TASK INSTRUCTIONS » Pictures do not belong in the copy; transcribe everything else in the records exactly.

MATERIAL PROVIDED »

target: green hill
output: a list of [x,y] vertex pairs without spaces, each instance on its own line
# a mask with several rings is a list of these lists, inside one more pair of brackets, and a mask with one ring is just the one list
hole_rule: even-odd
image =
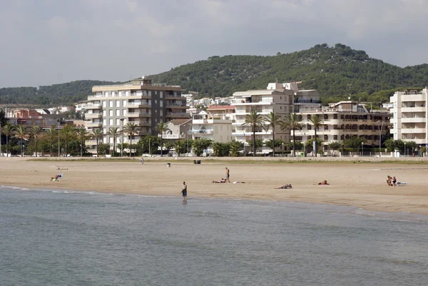
[[[384,102],[397,88],[428,85],[428,64],[401,68],[370,58],[364,51],[337,44],[276,56],[211,56],[151,76],[155,83],[179,85],[199,97],[228,96],[236,91],[265,88],[268,83],[302,81],[316,88],[324,102],[351,96],[353,100]],[[94,85],[116,83],[77,81],[33,87],[0,88],[0,104],[67,104],[86,99]]]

THE RESULT »
target: green hill
output: a list of [x,y] vertex pairs without spaces, each instance on its own line
# a mask with several rings is a list of these lists, inside one more pair of brackets, and a mask with one ring is just the one list
hole_rule: even-odd
image =
[[[384,102],[397,88],[428,85],[428,64],[401,68],[370,58],[364,51],[337,44],[276,56],[211,56],[151,76],[155,83],[179,85],[199,97],[228,96],[236,91],[265,88],[268,83],[302,81],[316,88],[324,102],[351,96],[353,100]],[[94,85],[116,83],[77,81],[33,87],[0,88],[0,104],[67,104],[86,99]]]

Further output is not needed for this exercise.